◆ BRIEF
Show each line of the listing below that contains the word "white". Case counts.

◆ RECORDS FOR THE EXERCISE
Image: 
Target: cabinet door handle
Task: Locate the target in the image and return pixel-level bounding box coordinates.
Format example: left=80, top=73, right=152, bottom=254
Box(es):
---
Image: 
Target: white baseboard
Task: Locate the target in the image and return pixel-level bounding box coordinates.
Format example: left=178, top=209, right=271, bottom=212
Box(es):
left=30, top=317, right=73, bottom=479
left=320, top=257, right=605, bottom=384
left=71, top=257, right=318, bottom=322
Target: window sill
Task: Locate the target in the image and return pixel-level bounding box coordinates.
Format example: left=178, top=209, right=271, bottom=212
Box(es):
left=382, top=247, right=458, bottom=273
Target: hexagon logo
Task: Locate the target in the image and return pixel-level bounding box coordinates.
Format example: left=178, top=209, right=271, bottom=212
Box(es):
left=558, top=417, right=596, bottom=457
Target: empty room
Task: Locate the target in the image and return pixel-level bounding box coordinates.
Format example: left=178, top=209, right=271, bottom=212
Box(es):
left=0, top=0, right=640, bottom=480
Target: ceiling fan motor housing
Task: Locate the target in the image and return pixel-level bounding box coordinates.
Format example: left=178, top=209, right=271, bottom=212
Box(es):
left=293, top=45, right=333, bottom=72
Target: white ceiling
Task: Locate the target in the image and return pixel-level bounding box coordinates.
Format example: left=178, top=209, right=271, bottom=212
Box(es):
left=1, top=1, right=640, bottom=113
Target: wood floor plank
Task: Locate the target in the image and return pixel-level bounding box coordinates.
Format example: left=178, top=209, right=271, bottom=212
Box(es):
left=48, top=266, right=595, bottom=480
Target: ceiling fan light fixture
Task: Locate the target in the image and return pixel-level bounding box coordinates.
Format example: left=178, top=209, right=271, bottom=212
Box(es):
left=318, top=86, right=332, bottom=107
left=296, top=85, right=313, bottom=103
--
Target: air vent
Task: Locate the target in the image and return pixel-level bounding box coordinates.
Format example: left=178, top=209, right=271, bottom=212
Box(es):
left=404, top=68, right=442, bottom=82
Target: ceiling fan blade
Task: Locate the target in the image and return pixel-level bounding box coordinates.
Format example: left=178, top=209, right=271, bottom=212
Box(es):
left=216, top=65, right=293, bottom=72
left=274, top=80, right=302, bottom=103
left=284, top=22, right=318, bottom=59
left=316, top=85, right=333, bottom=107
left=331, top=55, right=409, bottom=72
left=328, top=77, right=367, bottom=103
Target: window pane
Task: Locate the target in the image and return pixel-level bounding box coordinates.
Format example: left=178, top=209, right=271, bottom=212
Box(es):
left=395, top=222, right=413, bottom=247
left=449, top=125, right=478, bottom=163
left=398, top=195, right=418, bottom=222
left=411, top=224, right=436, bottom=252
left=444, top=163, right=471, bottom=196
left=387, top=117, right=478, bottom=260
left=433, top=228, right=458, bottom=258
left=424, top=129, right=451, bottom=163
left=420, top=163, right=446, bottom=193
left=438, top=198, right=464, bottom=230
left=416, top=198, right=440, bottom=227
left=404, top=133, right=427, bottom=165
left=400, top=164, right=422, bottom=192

◆ FINISHED EXERCISE
Target: white baseboard
Target: white ceiling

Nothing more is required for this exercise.